Pada saat diterbitkan, harga obligasi ini adalah harga Par dengan YTM 7,5%. Itu berarti, jika pemegang obligasi memutuskan tidak menjual obligasi ini hingga jatuh tempo, maka pemegang obligasi akan mendapatkan dananya sebesar 100% (Rp 1 miliar) saat jatuh tempo plus bunga 7,5% pertahun dikali 5 (Rp 375 juta) atau totalnya Rp 1,375 milliar.
Akan tetapi, jika seorang investor membeli obligasi tersebut di pasar sekunder pada tahun kedua, itu berarti tingkat return yang akan diperoleh pun berbeda. Sebab, ia tidak mendapatkan pembayaran kupon bunga sebelum ia membeli obligasi tersebut.
Konsekuensinya, harga pembelian obligasi di pasar sekunder pun tidak mungkin ia beli pada harga Par.
Secara sederhana dapat dikatakan harga obligasi tersebut pada tahun kedua akan berada di bawah harga Par, sebut saja 98%. Sebab, investor akan mengejar selisih tingkat return yang tidak diperolehnya dengan cara memasang posisi beli pada harga di bawah harga Par.
Namun yang terjadi di pasar tidak sesederhana itu. Menurut Handy, selain faktor tadi, ada faktor-faktor lain yang membuat investor memberikan penawaran berbeda-beda di pasar sekunder.
"Faktor penentu harga obligasi yang paling besar adalah faktor suku bunga acuan," jelasnya.
Melanjutkan ilustrasi tadi, jika ketika ia membeli obligasi tadi pada tahun kedua, dimana suku bunga acuan malah menurun ke level 6%, maka pergerakan harga obligasi di pasar sekunder akan sangat tergantung pada ekspektasi atas tren suku bunga acuan.
Ilustrasinya seperti ini, jika investor tersebut berspekulasi ke depannya tren suku bunga acuan akan semakin turun, sebut saja ke level 5%, maka ia akan memasang penawaran beli pada harga di atas harga Par.
"Dengan cara ini, ia akan memiliki YTM semakin membesar ke depannya seiring dengan tren penurunan suku bunga," jelas Handy.
Sebaliknya, jika investor tersebut memproyeksikan ke depannya suku bunga akan naik, sebut saja ke level 8%, maka konsekuensinya proyeksi yield yang akan diterimanya akan menurun.
"Oleh sebab itu, untuk tetap memperoleh yield yang besar, ia akan memasang penawaran di bawah harga Par," jelas Handy.

Permintaan 1>
Tolong kumpulkan setiap baris data yang memuat kata "engine". Perhatikan perbedaan huruf besar dan kecil.

Data Tersedia>
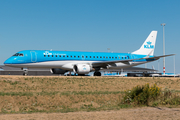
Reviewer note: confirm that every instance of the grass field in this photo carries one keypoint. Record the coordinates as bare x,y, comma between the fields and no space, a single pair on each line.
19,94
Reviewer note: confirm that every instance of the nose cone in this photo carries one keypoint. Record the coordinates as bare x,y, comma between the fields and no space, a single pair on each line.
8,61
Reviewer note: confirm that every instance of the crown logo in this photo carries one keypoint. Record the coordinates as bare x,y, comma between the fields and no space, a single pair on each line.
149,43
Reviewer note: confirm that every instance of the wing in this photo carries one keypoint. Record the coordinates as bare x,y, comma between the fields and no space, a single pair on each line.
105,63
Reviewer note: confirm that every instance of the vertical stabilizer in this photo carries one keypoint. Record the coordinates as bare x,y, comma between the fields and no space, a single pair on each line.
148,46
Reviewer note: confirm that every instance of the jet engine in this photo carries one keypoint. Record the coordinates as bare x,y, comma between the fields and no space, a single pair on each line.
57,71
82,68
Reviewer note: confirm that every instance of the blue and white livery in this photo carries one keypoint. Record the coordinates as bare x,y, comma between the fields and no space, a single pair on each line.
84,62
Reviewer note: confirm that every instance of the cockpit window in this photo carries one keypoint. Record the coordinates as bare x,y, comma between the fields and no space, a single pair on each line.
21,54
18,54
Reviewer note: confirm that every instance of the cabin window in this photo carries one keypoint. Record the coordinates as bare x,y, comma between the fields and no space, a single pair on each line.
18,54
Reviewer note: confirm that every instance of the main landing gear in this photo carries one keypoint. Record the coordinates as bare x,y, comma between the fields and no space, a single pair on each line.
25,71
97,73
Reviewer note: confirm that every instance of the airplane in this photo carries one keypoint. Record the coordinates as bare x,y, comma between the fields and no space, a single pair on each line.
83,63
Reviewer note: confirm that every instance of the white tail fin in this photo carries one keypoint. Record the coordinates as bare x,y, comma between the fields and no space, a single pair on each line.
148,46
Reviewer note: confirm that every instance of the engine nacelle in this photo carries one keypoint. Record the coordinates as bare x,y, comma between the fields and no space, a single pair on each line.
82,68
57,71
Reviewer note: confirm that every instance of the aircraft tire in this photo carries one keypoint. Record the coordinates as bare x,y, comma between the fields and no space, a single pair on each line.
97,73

...

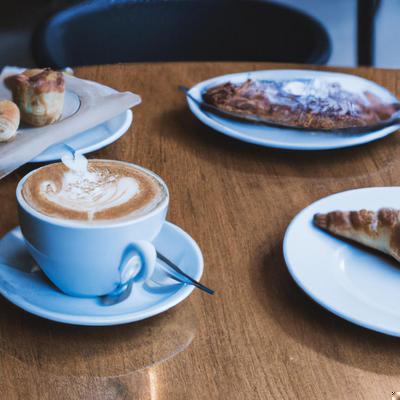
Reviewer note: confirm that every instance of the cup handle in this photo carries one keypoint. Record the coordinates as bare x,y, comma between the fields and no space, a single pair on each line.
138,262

Permintaan 2>
Jawab pertanyaan berikut berdasarkan kutipan tentang harga obligasi di atas.
(a) Berapa YTM obligasi tersebut pada saat diterbitkan?
(b) Menurut Handy, apa faktor penentu harga obligasi yang paling besar?
(c) Jika investor memproyeksikan suku bunga akan naik, pada harga berapa ia memasang penawaran?

Jawaban Akhir 1>
Reviewer note: confirm that every instance of the jet engine in this photo carries one keypoint. Record the coordinates as bare x,y, comma between the fields and no space, a single pair on each line.
Reviewer note: confirm that every instance of the engine nacelle in this photo carries one keypoint. Record the coordinates as bare x,y, comma between the fields and no space, a single pair on each line.

Jawaban Akhir 2>
(a) 7,5%
(b) Faktor suku bunga acuan
(c) Di bawah harga Par